__Try it__:
Your answer should be the number of lines in the listing that hold the string "image", with no other words.

__Stored data__:
*** Begin section ***

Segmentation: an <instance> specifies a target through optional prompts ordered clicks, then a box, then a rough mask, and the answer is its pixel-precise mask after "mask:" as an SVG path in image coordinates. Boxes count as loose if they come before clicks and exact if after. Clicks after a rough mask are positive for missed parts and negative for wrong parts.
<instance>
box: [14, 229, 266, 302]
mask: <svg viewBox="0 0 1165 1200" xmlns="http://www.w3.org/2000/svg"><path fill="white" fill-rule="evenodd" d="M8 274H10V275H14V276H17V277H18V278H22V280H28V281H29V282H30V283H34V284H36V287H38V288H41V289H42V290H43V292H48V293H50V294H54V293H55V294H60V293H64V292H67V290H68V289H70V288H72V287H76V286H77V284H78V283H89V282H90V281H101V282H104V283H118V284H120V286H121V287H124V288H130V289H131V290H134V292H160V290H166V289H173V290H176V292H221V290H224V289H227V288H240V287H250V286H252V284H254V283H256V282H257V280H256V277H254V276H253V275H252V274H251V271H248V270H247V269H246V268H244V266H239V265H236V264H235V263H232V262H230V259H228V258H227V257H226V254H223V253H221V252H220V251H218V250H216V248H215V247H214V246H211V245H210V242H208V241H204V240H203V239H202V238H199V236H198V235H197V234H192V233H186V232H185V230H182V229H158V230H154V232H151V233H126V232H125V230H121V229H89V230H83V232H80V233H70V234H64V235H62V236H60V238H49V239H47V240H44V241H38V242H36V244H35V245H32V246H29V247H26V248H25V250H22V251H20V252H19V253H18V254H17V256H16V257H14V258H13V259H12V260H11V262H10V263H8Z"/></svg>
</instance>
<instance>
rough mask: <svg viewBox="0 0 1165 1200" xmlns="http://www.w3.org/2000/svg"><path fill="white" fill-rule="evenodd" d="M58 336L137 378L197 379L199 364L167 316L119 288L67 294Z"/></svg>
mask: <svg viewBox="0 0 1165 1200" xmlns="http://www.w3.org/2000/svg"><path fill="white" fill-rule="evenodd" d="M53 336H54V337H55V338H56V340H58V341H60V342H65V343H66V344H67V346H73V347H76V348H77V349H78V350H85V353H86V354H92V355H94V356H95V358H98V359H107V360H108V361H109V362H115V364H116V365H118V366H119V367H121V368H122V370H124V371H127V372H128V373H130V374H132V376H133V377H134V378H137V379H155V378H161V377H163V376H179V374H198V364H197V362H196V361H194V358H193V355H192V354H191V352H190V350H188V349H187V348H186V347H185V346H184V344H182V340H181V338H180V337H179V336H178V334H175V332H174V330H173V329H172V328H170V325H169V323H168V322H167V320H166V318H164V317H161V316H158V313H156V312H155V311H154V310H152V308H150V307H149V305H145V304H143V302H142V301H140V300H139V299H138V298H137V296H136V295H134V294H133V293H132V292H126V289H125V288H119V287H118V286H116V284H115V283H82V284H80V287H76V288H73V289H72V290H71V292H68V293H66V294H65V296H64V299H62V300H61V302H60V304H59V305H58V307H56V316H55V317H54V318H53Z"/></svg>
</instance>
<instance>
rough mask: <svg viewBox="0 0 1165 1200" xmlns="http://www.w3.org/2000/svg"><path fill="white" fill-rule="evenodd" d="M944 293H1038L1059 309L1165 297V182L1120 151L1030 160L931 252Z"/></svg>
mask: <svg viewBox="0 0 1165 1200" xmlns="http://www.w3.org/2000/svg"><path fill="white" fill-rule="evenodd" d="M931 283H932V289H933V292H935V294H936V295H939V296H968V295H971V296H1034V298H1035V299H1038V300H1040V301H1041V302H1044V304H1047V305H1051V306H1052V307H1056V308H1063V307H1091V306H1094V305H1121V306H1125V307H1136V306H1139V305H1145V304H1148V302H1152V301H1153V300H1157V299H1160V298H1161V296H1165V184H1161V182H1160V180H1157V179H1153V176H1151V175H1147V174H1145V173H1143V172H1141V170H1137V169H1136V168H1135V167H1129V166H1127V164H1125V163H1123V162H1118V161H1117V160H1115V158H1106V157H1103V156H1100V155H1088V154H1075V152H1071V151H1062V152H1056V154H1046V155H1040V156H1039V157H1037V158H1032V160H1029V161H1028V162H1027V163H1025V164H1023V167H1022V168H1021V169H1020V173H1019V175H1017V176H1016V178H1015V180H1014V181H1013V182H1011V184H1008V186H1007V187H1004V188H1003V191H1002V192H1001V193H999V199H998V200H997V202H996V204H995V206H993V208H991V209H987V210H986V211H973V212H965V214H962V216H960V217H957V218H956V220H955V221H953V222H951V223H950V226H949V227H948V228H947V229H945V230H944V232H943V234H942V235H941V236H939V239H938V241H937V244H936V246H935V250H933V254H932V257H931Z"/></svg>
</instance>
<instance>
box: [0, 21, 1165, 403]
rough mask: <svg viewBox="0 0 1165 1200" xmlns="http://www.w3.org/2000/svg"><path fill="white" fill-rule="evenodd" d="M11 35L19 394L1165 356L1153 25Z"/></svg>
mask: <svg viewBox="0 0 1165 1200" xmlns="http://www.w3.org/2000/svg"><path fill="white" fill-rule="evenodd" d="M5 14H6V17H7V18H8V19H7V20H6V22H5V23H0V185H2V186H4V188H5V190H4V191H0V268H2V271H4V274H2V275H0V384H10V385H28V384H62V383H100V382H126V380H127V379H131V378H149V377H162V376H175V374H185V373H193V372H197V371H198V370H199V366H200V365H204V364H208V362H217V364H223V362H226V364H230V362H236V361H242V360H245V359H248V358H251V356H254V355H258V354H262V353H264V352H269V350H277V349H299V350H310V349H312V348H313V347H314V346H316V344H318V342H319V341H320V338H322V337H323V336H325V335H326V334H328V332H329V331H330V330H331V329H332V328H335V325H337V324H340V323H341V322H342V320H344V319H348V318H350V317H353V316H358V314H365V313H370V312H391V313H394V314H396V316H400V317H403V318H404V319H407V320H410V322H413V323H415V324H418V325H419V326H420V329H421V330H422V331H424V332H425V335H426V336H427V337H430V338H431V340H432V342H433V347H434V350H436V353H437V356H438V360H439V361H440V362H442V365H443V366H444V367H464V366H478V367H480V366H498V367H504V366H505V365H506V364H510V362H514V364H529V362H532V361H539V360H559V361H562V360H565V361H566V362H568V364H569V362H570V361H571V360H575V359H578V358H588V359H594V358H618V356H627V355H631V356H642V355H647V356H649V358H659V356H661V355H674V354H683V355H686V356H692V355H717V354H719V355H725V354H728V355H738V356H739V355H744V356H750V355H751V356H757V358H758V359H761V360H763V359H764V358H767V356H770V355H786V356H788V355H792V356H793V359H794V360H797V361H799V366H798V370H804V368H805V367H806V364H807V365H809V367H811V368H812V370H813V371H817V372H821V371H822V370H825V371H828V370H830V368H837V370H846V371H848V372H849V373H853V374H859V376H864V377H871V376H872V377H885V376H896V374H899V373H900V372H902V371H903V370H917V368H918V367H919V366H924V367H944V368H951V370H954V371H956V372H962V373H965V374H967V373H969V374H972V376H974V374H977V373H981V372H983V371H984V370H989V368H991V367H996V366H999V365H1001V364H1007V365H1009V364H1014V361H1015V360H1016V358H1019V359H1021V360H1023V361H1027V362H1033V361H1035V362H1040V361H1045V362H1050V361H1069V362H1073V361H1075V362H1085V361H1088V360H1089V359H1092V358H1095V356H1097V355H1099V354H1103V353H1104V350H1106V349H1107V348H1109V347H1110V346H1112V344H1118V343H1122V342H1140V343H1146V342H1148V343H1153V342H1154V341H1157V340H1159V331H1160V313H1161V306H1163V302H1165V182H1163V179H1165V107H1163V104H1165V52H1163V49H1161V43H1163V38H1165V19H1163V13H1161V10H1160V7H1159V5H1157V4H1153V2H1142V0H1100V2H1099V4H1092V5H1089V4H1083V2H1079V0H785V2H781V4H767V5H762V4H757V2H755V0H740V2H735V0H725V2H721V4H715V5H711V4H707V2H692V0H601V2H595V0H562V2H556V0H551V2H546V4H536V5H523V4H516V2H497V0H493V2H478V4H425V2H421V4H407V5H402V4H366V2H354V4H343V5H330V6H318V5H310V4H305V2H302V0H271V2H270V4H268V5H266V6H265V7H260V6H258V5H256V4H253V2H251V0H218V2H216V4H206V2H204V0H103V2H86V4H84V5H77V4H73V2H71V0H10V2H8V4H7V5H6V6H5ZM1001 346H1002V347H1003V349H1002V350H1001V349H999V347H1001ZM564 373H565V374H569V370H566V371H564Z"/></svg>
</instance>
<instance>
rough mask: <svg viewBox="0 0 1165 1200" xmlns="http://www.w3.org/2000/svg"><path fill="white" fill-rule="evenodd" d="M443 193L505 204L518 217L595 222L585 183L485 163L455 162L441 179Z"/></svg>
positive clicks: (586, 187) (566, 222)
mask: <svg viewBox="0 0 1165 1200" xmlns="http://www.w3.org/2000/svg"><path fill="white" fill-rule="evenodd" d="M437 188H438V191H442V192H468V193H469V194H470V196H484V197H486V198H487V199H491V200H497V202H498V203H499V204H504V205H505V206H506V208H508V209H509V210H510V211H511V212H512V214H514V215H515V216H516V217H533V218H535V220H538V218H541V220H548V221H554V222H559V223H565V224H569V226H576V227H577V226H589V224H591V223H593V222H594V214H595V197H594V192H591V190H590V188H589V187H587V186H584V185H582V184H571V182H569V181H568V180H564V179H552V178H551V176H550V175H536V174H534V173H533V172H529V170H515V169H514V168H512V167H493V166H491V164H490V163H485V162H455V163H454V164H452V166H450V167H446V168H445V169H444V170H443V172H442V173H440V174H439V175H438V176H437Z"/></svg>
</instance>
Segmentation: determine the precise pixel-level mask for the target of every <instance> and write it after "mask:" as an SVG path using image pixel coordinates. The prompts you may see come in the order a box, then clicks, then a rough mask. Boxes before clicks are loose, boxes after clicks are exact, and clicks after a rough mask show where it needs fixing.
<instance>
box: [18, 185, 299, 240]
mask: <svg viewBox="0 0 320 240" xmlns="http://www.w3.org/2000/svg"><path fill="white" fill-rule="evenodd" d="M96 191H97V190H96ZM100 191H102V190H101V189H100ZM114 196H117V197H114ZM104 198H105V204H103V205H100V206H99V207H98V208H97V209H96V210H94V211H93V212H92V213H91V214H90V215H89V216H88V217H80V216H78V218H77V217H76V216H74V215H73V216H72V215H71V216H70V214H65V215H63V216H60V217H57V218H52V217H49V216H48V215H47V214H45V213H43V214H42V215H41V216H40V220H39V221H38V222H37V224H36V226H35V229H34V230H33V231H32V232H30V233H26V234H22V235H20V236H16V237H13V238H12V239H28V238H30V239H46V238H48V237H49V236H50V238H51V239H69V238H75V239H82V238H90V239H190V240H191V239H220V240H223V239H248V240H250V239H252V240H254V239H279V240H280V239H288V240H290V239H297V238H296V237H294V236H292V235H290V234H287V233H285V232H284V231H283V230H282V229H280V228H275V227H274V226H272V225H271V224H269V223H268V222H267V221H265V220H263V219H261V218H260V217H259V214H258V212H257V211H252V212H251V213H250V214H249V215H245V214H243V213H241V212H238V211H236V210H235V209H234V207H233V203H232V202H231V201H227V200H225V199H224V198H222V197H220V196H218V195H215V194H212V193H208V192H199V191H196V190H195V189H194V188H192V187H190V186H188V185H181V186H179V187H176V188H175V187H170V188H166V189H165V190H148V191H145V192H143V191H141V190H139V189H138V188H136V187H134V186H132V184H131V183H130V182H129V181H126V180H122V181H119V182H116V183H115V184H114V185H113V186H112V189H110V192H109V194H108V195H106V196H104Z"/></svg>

*** End section ***

__Answer space__:
2